• Exercise description: Two lines in the data below mark the range: the one with "Target: tiled roof" and the one with "Target: stone pillar". Return both, along with every line between them, exactly.

Dataset entries:
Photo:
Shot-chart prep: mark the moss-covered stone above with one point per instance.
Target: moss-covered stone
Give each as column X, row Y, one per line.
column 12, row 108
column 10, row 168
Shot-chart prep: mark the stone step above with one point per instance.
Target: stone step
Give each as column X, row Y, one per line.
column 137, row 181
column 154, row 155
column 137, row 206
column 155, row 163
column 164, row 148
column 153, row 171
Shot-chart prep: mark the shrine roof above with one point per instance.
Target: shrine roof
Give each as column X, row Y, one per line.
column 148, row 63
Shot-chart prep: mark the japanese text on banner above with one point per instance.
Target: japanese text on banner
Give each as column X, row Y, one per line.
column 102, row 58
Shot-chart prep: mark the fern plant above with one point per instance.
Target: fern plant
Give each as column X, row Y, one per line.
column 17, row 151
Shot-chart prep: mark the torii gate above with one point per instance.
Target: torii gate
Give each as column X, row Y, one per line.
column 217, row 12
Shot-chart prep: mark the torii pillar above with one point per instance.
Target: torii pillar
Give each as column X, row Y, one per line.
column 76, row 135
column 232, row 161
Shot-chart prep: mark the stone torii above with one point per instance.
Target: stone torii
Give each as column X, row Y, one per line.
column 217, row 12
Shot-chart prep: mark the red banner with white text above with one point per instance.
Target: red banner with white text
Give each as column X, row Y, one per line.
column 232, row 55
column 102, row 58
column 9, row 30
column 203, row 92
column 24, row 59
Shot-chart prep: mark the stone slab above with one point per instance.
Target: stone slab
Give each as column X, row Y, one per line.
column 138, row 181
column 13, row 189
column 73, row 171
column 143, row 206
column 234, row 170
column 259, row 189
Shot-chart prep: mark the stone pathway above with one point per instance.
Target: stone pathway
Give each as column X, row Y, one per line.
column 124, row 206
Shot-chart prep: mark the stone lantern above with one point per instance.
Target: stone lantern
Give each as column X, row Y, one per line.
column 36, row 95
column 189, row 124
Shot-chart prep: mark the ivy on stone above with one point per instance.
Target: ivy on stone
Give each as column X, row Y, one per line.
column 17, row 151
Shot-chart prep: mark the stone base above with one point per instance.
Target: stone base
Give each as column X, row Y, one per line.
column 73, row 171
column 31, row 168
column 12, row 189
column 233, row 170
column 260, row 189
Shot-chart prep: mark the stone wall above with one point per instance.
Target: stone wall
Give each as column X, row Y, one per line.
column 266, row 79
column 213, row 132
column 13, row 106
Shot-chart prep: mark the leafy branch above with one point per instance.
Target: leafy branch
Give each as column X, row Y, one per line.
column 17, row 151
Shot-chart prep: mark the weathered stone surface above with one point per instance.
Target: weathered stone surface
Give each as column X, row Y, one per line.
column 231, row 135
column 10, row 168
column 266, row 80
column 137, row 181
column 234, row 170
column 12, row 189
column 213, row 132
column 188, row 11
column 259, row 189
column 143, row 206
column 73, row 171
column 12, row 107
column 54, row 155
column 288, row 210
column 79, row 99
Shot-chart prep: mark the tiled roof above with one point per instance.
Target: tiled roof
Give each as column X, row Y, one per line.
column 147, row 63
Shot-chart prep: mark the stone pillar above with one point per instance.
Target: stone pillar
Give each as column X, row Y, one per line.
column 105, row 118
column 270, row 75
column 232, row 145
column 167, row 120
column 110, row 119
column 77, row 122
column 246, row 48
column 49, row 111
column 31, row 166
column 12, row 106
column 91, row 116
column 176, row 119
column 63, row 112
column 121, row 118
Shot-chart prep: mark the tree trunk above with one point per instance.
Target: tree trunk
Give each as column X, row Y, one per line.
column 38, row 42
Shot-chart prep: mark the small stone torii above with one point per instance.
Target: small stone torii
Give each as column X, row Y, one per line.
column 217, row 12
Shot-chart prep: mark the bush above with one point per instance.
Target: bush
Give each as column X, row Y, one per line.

• Reply:
Target: tiled roof
Give each as column X, row Y, one per line.
column 147, row 63
Shot-chart prep: mark the stone pillar above with one point per instance.
Target: stone pillar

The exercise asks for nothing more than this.